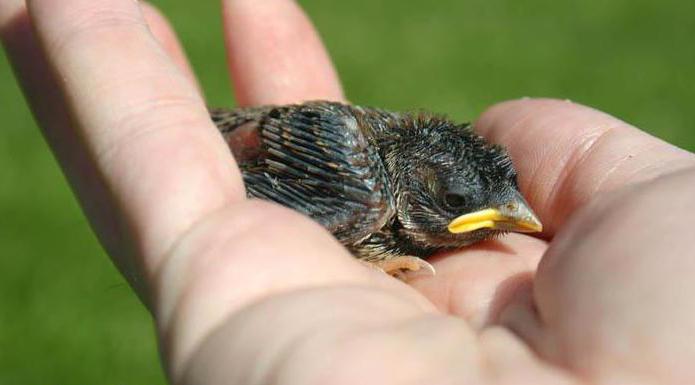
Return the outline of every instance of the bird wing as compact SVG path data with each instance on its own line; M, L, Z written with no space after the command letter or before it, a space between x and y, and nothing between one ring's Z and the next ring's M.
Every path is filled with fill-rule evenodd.
M381 229L394 207L378 149L357 112L315 102L211 115L249 196L293 208L354 243Z

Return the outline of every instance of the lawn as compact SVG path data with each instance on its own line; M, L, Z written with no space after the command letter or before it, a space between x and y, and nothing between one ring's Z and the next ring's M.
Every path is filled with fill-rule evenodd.
M695 150L695 2L300 1L355 103L473 119L552 96ZM234 103L217 1L154 1L209 104ZM432 4L434 3L434 4ZM0 53L0 384L160 384L149 315L91 233Z

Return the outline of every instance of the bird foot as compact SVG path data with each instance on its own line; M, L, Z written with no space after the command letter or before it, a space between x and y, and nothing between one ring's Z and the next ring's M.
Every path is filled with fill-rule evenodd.
M368 264L400 280L405 280L408 272L423 272L428 275L437 274L434 266L418 257L402 256L368 262Z

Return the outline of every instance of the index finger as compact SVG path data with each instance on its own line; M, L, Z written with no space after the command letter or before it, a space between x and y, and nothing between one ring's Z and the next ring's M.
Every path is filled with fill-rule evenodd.
M195 84L152 35L137 2L27 6L46 72L55 74L31 92L36 99L56 92L61 107L38 110L38 119L132 282L155 270L193 223L244 198L239 171Z
M548 237L601 192L695 166L692 153L568 101L501 103L480 117L477 129L509 151Z

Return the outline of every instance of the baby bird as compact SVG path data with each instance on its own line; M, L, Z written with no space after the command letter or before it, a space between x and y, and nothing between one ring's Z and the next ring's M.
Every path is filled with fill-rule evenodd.
M319 222L387 273L509 231L541 231L505 150L470 124L335 102L211 111L249 197Z

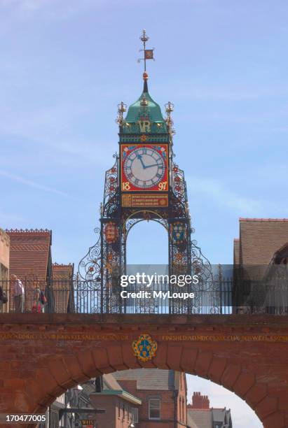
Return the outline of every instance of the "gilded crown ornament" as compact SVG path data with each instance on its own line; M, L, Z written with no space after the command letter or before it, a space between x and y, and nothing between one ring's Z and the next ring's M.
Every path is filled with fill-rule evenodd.
M157 346L157 342L149 334L141 334L132 343L134 355L143 362L149 361L155 357Z

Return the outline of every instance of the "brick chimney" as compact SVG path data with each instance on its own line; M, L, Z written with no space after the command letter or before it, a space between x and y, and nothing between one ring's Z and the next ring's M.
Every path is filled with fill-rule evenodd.
M192 397L192 406L190 408L202 408L208 410L210 402L207 395L201 395L200 392L193 392Z

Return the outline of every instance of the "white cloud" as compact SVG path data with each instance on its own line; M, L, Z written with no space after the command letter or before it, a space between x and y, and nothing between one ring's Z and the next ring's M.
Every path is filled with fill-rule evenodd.
M233 428L243 428L243 427L263 428L254 411L234 392L198 376L186 375L186 377L188 402L191 402L194 392L200 392L203 395L208 396L210 407L226 407L231 410Z
M3 177L6 177L7 178L11 178L14 181L18 181L21 184L23 184L27 186L29 186L30 187L34 187L35 189L38 189L39 190L43 190L44 192L48 192L49 193L55 193L55 194L59 194L60 196L67 197L67 194L62 192L61 190L58 190L57 189L53 189L52 187L48 187L47 186L43 186L38 183L34 181L32 181L31 180L27 180L23 177L20 177L19 176L15 176L14 174L11 174L7 171L3 171L0 169L0 176Z
M220 180L190 176L186 180L190 193L210 198L221 206L237 211L241 215L256 215L263 209L261 201L238 194Z

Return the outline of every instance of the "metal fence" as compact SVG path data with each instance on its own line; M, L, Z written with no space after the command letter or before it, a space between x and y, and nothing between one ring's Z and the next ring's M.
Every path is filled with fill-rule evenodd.
M0 281L0 313L143 314L288 314L286 280L238 283L221 279L210 289L167 283L101 289L97 281ZM193 295L192 295L193 294ZM1 296L2 295L2 301ZM44 296L44 298L43 297ZM5 301L7 300L6 303Z

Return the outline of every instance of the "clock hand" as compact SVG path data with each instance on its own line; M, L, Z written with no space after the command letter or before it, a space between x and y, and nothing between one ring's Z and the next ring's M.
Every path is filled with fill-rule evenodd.
M144 168L150 168L150 166L158 166L158 164L153 164L153 165L146 165Z
M143 168L145 169L146 166L145 166L145 165L143 163L142 157L141 156L141 155L137 155L137 158L139 159L140 162L142 164Z

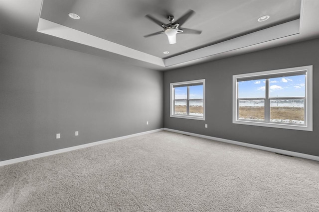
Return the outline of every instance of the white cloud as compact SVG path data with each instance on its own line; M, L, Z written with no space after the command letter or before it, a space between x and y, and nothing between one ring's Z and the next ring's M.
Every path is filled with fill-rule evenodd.
M281 90L282 89L284 89L282 86L276 85L270 86L269 86L269 88L271 90Z
M257 90L265 90L265 89L266 89L266 86L262 86L261 87L259 87L259 88L258 88Z
M296 85L303 87L305 87L305 83L296 84Z

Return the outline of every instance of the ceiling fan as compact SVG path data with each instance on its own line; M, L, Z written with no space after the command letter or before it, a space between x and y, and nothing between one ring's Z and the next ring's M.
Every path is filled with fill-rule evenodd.
M154 33L145 35L144 37L147 38L154 35L165 33L166 35L167 36L167 38L168 38L168 43L169 43L169 44L173 44L176 43L176 37L177 33L181 33L182 32L184 34L199 34L201 33L201 31L187 29L183 27L182 28L179 28L179 27L185 23L185 22L187 21L191 16L194 14L194 13L195 12L193 10L190 9L175 22L173 22L174 20L174 16L169 15L167 18L169 21L169 23L166 24L163 23L161 21L158 20L150 15L146 15L145 17L162 27L163 30Z

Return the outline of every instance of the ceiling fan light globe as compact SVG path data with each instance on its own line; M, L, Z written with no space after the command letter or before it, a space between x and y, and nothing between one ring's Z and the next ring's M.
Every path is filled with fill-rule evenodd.
M177 33L177 30L172 28L169 28L165 30L165 34L166 34L167 36L174 36Z
M168 38L168 43L169 44L174 44L176 43L176 34L171 36L167 36L167 38Z

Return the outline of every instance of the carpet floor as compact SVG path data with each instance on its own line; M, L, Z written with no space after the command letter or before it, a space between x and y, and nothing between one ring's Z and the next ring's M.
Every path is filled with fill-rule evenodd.
M319 162L161 131L0 167L0 212L318 212Z

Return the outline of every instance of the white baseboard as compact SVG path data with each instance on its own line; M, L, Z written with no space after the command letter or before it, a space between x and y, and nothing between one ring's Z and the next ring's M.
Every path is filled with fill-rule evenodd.
M218 141L224 142L225 143L232 143L240 146L246 146L250 148L254 148L258 149L261 149L265 151L279 153L280 154L283 154L287 155L293 156L295 157L302 157L303 158L309 159L310 160L319 161L319 156L312 155L311 154L304 154L303 153L296 152L295 151L288 151L275 148L268 147L267 146L260 146L259 145L252 144L251 143L244 143L243 142L236 141L235 141L229 140L228 139L220 139L219 138L213 137L211 136L204 136L203 135L196 134L192 133L188 133L187 132L173 130L169 128L164 128L164 130L165 130L166 131L172 132L174 133L180 133L181 134L187 135L188 136L202 138L203 139L210 139L211 140L217 141Z
M149 134L150 133L162 131L163 130L164 130L163 128L160 128L156 130L151 130L150 131L144 132L143 133L137 133L136 134L129 135L128 136L115 138L114 139L107 139L106 140L100 141L99 141L93 142L92 143L86 143L85 144L79 145L77 146L71 146L70 147L57 149L53 151L47 151L45 152L40 153L39 154L32 154L31 155L25 156L24 157L18 157L17 158L14 158L14 159L11 159L10 160L3 160L3 161L0 161L0 166L11 164L12 163L18 163L19 162L25 161L26 160L31 160L32 159L38 158L39 157L45 157L46 156L52 155L53 154L58 154L60 153L65 152L67 151L73 151L74 150L79 149L80 148L86 148L89 146L95 146L96 145L102 144L103 143L108 143L109 142L113 142L113 141L116 141L122 140L126 139L129 139L130 138L136 137L137 136L142 136L143 135Z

Work instructions
Collect every line in the data above that contains the string "hand". Case counts.

Expected output
Return the outline of every instance of the "clock hand" as compact SVG path data with each instance on its own line; M, L, Z written with no space after the command letter or before it, a space between x and y, and nothing between one ring's Z and the next ring's M.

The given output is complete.